[Data records Boundary: Start]

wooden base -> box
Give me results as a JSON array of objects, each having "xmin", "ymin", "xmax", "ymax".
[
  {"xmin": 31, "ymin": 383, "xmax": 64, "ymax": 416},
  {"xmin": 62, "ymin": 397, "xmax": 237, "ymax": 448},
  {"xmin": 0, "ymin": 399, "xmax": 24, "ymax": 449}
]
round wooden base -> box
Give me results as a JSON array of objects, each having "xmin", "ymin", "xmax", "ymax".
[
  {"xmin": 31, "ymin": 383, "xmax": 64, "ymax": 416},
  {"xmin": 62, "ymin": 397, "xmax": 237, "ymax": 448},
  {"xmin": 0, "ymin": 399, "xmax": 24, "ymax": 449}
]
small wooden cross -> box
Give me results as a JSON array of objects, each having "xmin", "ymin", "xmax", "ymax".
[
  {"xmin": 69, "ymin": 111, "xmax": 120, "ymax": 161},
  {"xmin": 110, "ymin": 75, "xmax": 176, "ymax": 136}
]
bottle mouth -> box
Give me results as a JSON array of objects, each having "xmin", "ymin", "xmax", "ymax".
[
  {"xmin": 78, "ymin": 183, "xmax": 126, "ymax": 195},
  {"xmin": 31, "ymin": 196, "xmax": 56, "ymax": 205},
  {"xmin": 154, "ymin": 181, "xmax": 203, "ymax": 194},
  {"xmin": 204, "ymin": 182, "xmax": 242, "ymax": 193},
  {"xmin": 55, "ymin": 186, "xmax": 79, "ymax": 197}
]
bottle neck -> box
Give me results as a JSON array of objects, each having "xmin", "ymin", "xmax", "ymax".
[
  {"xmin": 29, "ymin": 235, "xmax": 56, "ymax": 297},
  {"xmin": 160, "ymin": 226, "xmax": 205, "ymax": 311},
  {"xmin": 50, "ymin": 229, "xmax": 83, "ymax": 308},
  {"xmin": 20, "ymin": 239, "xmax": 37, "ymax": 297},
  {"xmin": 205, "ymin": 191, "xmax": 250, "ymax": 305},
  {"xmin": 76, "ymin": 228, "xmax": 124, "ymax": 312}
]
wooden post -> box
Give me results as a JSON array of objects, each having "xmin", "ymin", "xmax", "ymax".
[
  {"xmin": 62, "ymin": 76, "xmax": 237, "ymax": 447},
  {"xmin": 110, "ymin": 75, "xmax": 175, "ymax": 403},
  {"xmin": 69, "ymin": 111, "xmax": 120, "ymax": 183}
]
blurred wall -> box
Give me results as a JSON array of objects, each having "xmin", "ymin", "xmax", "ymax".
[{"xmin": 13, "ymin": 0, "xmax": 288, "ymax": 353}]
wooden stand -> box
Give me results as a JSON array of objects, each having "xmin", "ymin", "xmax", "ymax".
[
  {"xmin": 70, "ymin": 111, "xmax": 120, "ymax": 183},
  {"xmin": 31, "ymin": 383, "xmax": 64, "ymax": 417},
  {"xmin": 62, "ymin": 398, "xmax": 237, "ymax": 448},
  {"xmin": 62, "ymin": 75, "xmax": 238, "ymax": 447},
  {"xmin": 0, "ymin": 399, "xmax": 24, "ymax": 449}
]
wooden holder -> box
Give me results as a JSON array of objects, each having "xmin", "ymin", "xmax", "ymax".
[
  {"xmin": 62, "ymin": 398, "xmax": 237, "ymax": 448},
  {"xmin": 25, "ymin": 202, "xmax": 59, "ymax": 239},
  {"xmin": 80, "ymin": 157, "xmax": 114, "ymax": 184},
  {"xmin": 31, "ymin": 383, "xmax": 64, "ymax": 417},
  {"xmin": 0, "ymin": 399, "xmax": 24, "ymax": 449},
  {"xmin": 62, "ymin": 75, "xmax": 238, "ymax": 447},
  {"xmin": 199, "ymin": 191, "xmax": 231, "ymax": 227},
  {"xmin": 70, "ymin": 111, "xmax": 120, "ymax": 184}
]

[Data records Boundary: End]

Find and copy each line of the listing above that holds the word "base".

Worked solution -
wooden base -> box
round wooden base -> box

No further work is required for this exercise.